▶ [What you have to do] From the article on the Fernald site, copy word for word the part that opens with the words containing "Mitchell describes how" and closes with "to southwest Ohio.".

▶ [Passage provided]
------------------------------------------------
Mitchell describes how residents wanted it to be a community space, and without the possibility of having people move back on the land permanently, the idea for a nature preserve was born.
“The idea was to give something back to the community,” Mitchell said.
And that they did. After nearly two decades of clean up and restoration, a myriad of six different habitats and seven miles of public-use trails cover the former production site, along with one of the largest man-made wetlands in Ohio. The preserve has become extremely popular with birders, as the variety of habitats attracts an abundance of species, including some that are rare to southwest Ohio.
Yet, behind the restored landscape, there are still harsh reminders of the past. A raised mound that is closed off to the public houses deadly levels of radioactive waste, sealed up and buried underground. There is still a uranium plume in the Great Miami Aquifer, which supplies much of Southwest Ohio. The DOE has contained the plume, however, and chemically treats the contaminated water before it is discharged back into the Great Miami River.
Overseeing all of this is the DOE and Ohio EPA, a key component in the increased transparency that was so important to Ross residents. Even today, monitoring occurs daily, and untreated groundwater contamination levels are not expected to reach drinking quality standards until 2045. Fernald still echoes the scars of its past, and maintaining two vastly different worlds is a challenge, but it has been successful so far.
“We have our ongoing operations, and having the public in areas where we have operations is a potential source of conflict,” said Zimmerman, who is the only federal employee at the site. “... We haven’t had too many issues with members of the public going off trail and affecting our operations, but it is a balance we have to strike.”
While Zimmerman sees the visibility of Fernald’s past as necessary to ensure it remains a safe and healthy site, he admits those who lived through its worst days view it differently. When Fernald showed what can happen when industrial sites have poor environmental regulation, people from Ross and the EPA fought tooth and nail to keep it in the public eye, ensuring that something would be done. Now, they fight to preserve its history, in the hope that nothing like it will happen again.
“How do you make sure no one forgets this site?” Mitchell questioned, who continued working at the Ohio EPA throughout the restoration process.
The repercussions from the plant still weigh on Ross, though. Crawford said that medical studies in the town revealed higher rates of breast, lung and kidney cancer, along with childhood developmental disorders. Zimmerman said that some Ross residents who lived with the towering silos and billowing smoke stacks still hold onto those memories, still wary of the people and the land that transformed their small town.
Yet, there were victories. Crawford won $78 million for her community, and a workers’ union won $14 million. The contamination is contained now, the visitors center promotes itself as a community asset and Ross stands as a testament to environmental advocacy.
Graham Mitchell took the first steps in admitting something was wrong. Leaders in the town and government stepped up to defend Ross residents. And Lisa Crawford fought so passionately for her community that it thrust her into a world of advocacy she would have never expected.
It brought her to D.C., to meeting President Bill Clinton, to countless national interviews and carrying the Olympic torch through Cincinnati. Yet, after all of it – all the lights, the anger, the work – she found herself back where it all began. Living the quiet life she had dreamed of in a small, resilient town: her kids grown, but her eyes ever watchful.
“When you don't pay attention anymore is when you get in trouble,” Crawford said. “It's my job. It's my lifelong job.”
------------------------------------------------
▶ [Given entries]
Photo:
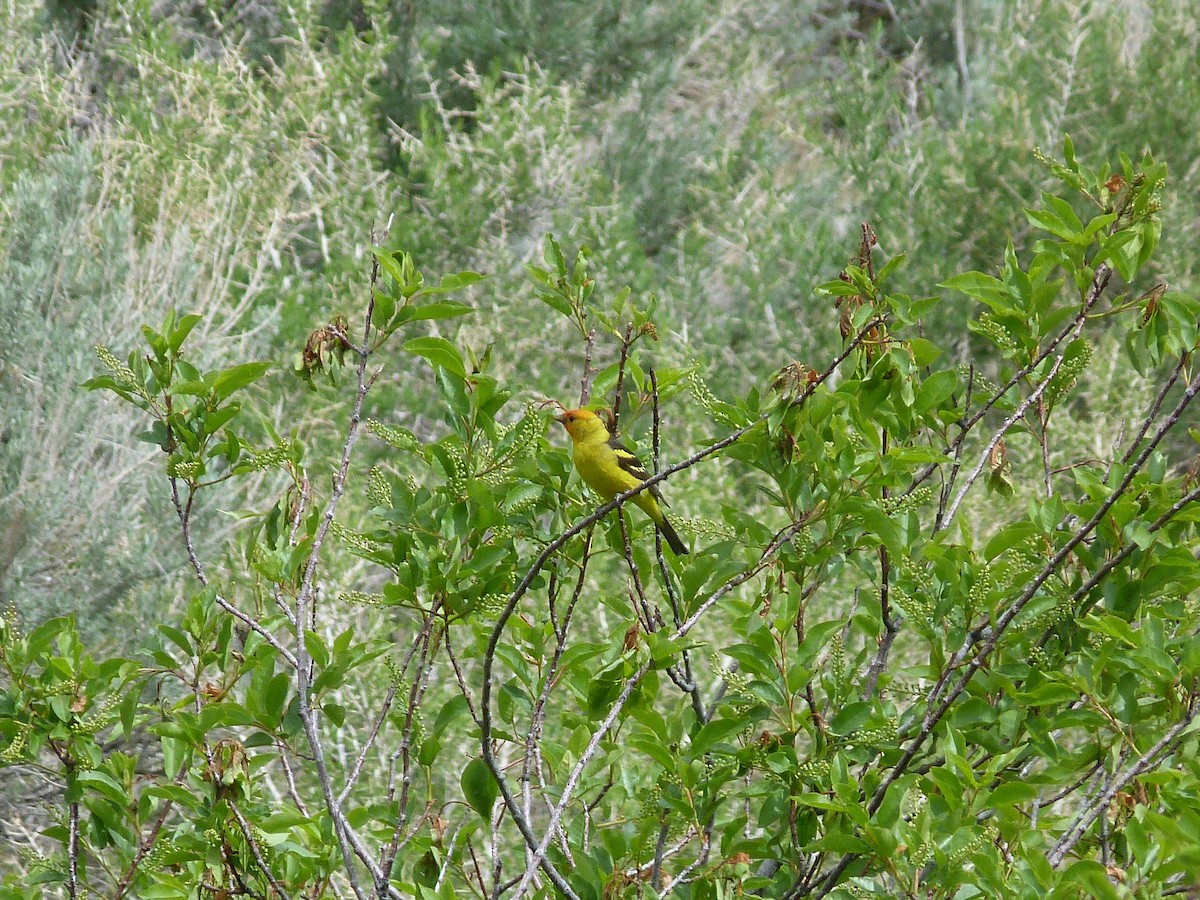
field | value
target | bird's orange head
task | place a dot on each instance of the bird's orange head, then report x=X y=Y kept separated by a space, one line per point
x=582 y=424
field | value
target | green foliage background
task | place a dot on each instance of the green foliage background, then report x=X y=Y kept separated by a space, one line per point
x=232 y=160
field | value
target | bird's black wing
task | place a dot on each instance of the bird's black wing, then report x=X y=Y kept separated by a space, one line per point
x=630 y=463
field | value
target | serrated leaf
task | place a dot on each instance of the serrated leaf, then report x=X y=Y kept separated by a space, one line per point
x=439 y=352
x=479 y=787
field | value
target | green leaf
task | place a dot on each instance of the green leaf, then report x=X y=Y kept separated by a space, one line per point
x=106 y=785
x=180 y=333
x=238 y=377
x=480 y=789
x=439 y=352
x=936 y=390
x=456 y=281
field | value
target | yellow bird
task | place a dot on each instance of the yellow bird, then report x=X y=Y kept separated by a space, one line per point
x=611 y=468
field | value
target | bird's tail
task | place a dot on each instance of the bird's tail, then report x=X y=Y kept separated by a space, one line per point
x=677 y=546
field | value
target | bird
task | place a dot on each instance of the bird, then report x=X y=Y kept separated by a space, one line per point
x=610 y=468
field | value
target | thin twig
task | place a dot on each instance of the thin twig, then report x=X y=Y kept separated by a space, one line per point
x=1096 y=808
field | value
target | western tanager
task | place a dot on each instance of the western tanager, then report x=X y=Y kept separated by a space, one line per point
x=611 y=468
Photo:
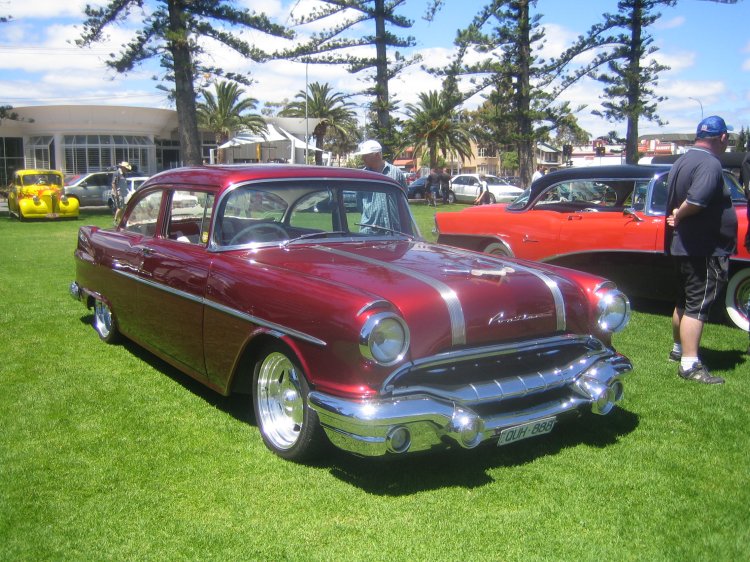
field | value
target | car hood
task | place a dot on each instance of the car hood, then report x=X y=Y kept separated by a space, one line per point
x=448 y=297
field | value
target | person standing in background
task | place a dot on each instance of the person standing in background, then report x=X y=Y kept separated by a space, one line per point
x=445 y=184
x=372 y=155
x=120 y=188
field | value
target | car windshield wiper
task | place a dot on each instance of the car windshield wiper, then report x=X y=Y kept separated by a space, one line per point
x=285 y=243
x=386 y=229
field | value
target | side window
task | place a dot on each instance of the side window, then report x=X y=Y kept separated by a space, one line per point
x=559 y=193
x=145 y=214
x=659 y=196
x=315 y=212
x=638 y=201
x=251 y=215
x=189 y=216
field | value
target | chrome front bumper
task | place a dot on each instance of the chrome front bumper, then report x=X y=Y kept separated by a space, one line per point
x=417 y=418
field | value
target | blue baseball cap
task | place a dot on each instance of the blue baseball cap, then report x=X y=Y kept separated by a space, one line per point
x=712 y=126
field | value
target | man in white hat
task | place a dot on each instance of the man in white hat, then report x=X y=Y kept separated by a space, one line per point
x=119 y=187
x=372 y=155
x=379 y=209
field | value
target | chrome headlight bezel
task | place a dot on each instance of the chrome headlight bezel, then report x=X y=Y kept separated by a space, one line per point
x=384 y=338
x=612 y=310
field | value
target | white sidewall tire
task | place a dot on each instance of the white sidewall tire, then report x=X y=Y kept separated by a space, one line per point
x=738 y=291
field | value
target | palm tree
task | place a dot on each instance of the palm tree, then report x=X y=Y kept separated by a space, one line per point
x=433 y=126
x=334 y=113
x=226 y=113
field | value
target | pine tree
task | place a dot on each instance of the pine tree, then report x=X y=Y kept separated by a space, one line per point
x=333 y=112
x=631 y=79
x=523 y=88
x=171 y=31
x=326 y=48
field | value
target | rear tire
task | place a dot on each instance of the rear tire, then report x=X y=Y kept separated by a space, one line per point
x=289 y=427
x=105 y=323
x=737 y=298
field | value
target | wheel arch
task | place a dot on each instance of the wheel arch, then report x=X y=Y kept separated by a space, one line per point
x=242 y=374
x=475 y=242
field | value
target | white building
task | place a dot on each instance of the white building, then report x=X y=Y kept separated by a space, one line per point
x=84 y=138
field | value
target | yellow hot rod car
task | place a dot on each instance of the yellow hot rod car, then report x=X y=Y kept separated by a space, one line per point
x=39 y=194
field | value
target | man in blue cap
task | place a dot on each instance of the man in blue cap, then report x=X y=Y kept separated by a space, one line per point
x=704 y=234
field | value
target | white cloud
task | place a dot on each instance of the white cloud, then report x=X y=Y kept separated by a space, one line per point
x=672 y=23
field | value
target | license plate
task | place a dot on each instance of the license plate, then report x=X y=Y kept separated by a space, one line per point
x=531 y=429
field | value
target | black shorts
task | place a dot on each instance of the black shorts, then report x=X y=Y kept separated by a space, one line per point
x=701 y=280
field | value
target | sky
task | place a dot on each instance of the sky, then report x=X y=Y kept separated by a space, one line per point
x=705 y=44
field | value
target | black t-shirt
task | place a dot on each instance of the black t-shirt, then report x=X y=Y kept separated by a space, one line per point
x=697 y=177
x=432 y=182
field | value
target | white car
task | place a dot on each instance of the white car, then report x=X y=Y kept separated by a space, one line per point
x=467 y=187
x=133 y=183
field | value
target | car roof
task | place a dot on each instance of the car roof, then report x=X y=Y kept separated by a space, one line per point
x=727 y=159
x=223 y=176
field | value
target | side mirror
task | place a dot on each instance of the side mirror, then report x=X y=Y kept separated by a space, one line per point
x=630 y=212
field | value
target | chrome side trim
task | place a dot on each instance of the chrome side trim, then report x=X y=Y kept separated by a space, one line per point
x=449 y=296
x=225 y=309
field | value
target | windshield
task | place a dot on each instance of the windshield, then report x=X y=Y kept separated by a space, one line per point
x=287 y=212
x=41 y=179
x=521 y=201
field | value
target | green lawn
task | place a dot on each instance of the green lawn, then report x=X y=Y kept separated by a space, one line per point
x=109 y=454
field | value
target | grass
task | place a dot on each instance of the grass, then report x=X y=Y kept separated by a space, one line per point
x=107 y=453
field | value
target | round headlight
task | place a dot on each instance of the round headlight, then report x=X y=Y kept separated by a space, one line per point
x=613 y=311
x=384 y=338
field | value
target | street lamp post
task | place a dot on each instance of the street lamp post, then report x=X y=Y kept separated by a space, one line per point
x=699 y=103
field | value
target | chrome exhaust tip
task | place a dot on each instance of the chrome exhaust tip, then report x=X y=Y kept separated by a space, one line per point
x=75 y=291
x=603 y=395
x=466 y=428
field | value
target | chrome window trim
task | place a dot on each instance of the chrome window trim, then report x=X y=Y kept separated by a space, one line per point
x=214 y=246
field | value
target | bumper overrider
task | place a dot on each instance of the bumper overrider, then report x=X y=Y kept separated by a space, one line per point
x=470 y=396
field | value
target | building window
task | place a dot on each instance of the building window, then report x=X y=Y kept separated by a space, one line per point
x=37 y=153
x=11 y=158
x=94 y=153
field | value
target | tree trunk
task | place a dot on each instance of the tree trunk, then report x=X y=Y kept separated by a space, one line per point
x=526 y=141
x=184 y=92
x=381 y=79
x=634 y=93
x=320 y=133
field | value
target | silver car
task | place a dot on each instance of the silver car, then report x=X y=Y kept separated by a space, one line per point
x=467 y=187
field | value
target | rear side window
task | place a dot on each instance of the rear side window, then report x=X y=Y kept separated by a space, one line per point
x=189 y=216
x=145 y=214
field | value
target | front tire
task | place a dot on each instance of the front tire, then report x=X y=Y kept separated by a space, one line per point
x=105 y=323
x=737 y=299
x=289 y=427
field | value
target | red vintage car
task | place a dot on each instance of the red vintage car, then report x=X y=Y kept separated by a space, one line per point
x=607 y=220
x=309 y=289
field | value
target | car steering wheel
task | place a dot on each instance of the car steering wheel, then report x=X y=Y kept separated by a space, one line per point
x=266 y=232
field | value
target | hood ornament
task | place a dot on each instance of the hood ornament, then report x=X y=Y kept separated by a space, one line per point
x=502 y=272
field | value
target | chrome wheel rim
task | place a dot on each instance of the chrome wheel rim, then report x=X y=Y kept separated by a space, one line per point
x=280 y=402
x=102 y=319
------------------------------------------------
▶ [Response area]
Mitchell describes how residents wanted it to be a community space, and without the possibility of having people move back on the land permanently, the idea for a nature preserve was born.
“The idea was to give something back to the community,” Mitchell said.
And that they did. After nearly two decades of clean up and restoration, a myriad of six different habitats and seven miles of public-use trails cover the former production site, along with one of the largest man-made wetlands in Ohio. The preserve has become extremely popular with birders, as the variety of habitats attracts an abundance of species, including some that are rare to southwest Ohio.